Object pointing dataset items
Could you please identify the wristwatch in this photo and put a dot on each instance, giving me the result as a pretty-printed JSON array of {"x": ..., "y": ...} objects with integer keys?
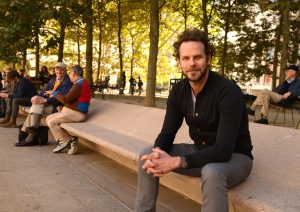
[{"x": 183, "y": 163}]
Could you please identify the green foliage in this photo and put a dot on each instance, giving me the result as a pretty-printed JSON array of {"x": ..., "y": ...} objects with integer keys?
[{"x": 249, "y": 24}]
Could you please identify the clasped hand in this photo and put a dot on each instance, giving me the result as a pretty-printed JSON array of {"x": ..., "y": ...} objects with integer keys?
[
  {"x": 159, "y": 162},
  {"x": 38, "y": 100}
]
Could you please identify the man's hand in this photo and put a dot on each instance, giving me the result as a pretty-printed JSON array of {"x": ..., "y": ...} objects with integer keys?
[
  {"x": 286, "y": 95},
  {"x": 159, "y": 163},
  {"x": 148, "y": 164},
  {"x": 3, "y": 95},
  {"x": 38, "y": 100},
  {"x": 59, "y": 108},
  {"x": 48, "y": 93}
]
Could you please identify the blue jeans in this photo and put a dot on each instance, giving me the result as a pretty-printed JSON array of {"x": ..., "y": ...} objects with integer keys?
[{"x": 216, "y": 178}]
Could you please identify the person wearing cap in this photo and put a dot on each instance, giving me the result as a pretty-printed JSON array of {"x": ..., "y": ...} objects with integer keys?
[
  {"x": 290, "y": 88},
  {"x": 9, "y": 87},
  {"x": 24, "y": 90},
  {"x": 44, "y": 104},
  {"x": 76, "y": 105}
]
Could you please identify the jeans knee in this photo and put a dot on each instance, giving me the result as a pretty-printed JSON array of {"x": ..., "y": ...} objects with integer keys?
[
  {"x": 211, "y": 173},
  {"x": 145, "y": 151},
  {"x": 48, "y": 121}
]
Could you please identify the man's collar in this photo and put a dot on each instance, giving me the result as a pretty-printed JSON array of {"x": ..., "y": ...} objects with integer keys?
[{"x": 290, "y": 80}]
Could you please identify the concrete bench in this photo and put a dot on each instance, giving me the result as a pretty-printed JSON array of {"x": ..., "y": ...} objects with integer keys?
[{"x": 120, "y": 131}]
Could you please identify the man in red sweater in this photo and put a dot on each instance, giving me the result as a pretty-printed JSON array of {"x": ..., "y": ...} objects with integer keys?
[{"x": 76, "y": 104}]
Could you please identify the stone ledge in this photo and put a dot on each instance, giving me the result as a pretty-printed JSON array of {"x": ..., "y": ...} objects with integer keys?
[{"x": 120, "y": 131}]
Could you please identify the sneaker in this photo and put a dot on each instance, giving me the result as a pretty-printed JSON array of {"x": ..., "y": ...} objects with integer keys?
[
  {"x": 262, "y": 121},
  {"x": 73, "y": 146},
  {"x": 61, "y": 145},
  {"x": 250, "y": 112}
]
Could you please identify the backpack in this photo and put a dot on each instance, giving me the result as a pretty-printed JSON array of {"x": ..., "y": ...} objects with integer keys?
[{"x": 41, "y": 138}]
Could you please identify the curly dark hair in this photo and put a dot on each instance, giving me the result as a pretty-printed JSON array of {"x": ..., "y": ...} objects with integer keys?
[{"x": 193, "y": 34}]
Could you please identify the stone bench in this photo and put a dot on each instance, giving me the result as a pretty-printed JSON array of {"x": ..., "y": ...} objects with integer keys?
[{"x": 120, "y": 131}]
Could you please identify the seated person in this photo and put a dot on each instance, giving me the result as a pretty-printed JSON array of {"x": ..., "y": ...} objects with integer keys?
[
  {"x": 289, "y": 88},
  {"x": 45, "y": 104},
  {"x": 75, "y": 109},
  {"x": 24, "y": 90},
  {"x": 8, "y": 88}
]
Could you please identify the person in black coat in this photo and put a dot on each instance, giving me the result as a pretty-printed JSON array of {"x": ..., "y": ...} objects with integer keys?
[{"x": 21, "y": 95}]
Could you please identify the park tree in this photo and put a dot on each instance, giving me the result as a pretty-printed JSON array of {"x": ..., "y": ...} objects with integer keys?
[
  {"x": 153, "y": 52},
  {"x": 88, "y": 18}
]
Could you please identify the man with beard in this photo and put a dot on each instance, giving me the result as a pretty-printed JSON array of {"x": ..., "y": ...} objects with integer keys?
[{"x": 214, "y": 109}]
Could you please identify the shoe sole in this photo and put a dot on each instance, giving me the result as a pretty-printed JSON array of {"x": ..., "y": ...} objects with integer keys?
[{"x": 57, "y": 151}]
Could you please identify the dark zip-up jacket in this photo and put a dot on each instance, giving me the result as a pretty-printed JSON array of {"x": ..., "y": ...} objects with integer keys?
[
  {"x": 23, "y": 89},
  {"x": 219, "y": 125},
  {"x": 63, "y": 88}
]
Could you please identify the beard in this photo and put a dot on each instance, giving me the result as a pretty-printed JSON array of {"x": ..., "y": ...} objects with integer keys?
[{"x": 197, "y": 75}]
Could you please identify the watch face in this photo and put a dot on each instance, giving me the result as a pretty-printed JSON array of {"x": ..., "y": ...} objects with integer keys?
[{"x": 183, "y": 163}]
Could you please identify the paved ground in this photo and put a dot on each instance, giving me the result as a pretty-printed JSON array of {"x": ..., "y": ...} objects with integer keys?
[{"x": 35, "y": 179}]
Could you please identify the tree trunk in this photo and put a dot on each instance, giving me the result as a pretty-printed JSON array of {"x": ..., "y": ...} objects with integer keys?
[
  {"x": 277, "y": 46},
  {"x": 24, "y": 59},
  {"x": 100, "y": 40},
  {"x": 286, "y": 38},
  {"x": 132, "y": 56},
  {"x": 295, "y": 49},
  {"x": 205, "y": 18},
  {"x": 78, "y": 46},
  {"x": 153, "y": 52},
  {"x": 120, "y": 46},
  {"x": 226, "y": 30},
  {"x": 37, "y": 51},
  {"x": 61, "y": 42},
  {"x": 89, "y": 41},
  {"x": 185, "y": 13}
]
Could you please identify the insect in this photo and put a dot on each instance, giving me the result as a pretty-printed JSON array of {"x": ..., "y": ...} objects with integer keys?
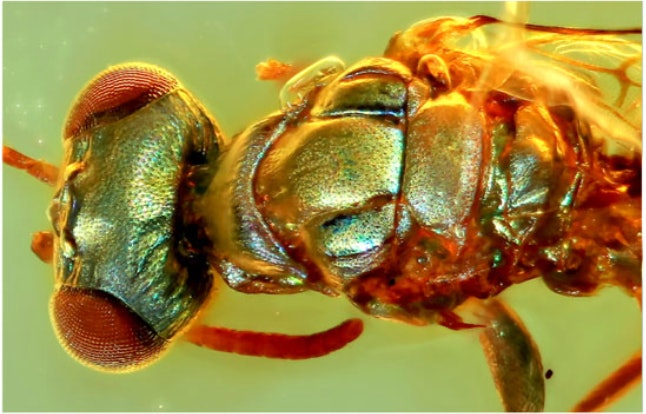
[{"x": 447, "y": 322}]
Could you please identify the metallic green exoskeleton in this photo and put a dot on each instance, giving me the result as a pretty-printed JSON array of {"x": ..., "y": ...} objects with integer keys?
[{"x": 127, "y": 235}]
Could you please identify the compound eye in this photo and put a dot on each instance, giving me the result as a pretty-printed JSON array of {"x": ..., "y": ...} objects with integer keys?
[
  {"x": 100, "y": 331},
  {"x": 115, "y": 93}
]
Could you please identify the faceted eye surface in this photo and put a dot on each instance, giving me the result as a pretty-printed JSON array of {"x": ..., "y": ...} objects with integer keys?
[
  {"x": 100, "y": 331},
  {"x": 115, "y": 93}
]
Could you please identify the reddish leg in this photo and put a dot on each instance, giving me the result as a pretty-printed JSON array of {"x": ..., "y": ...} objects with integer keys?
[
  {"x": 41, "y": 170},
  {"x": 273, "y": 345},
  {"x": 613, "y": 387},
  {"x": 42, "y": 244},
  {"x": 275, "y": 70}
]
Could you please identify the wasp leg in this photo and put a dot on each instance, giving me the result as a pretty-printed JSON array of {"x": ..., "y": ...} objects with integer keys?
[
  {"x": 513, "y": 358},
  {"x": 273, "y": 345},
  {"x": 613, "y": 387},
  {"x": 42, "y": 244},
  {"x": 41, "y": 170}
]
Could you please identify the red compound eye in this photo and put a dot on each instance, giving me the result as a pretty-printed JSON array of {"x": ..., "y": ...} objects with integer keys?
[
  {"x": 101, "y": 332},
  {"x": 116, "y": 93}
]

--

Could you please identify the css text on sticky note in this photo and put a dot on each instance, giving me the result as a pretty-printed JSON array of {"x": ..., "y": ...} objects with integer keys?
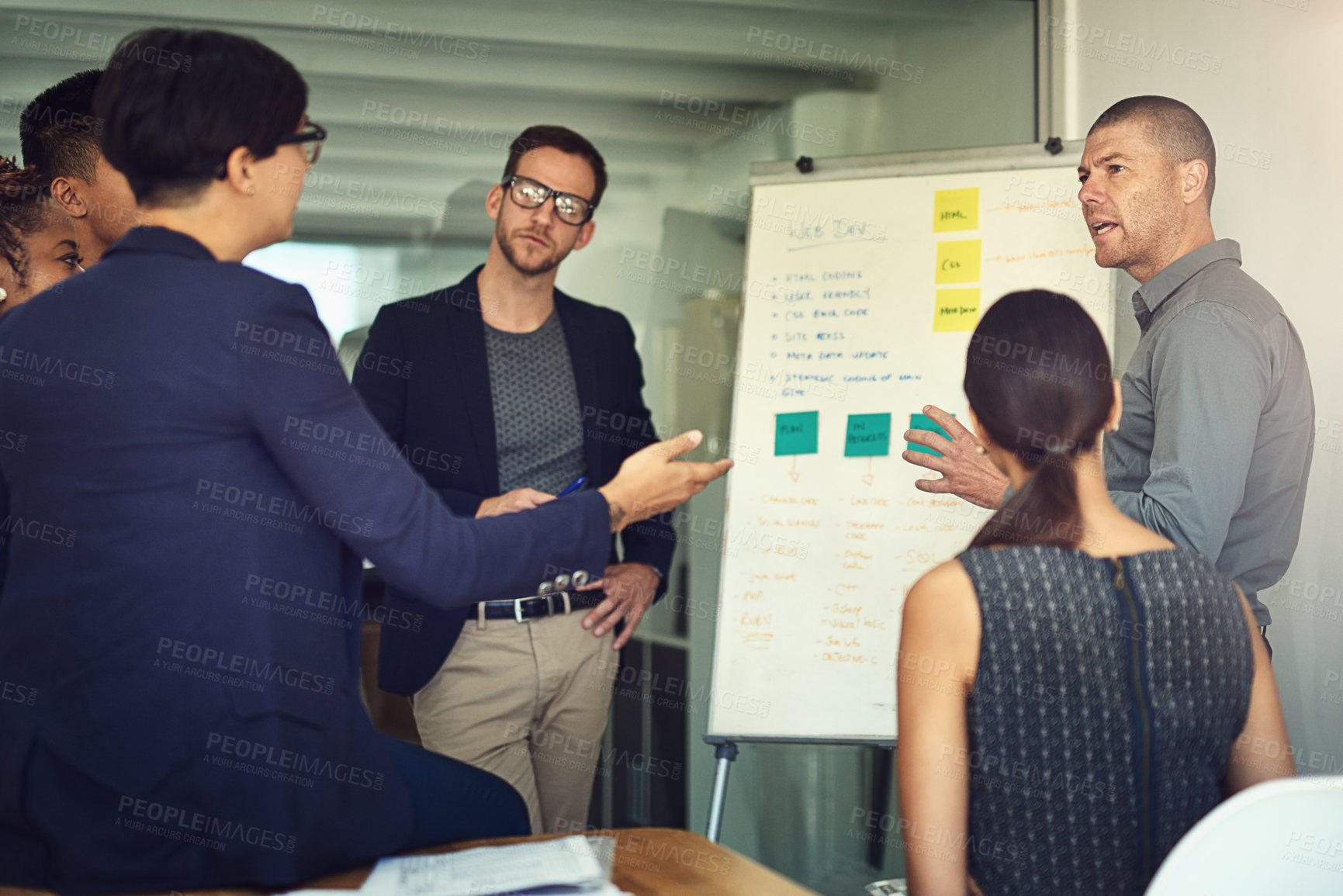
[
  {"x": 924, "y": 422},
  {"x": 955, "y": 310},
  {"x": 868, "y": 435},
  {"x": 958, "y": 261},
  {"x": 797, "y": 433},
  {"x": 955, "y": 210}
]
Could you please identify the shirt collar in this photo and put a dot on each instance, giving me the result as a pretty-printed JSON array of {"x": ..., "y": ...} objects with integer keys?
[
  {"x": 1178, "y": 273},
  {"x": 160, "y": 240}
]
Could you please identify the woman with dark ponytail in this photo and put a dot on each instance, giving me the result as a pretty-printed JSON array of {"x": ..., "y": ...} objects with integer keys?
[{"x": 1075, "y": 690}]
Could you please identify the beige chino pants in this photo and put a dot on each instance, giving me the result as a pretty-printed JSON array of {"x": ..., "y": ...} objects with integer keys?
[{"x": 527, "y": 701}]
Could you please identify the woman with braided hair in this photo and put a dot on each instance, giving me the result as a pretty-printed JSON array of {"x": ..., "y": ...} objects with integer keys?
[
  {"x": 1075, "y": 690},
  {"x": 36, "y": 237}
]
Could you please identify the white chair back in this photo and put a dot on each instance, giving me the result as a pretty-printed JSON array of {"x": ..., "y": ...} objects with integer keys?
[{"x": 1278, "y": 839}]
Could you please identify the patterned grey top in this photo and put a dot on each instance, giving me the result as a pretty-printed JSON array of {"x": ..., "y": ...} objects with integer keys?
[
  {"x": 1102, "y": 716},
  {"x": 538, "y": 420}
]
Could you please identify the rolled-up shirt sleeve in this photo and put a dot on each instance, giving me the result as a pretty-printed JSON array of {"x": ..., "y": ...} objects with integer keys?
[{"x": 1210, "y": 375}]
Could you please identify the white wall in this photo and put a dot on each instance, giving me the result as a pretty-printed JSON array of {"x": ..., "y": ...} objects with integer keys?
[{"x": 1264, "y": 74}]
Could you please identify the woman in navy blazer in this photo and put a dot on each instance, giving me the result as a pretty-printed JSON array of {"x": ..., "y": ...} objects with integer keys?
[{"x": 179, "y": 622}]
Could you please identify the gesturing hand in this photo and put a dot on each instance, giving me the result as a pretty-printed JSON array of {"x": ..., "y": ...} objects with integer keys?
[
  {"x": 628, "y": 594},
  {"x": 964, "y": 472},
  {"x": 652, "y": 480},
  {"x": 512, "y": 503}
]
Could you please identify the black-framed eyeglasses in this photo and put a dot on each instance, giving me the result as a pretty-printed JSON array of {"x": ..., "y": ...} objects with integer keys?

PROBLEM TO WORK ON
From the items above, pull out every line that contains the string "rolled", matching case exactly.

THE SOLUTION
Could you please identify the rolled-up shirt sleeve in this photo and put a dot on each instance, giving me the result as a pretty-printed JSON array of {"x": ..., "y": ...} objects with integer keys?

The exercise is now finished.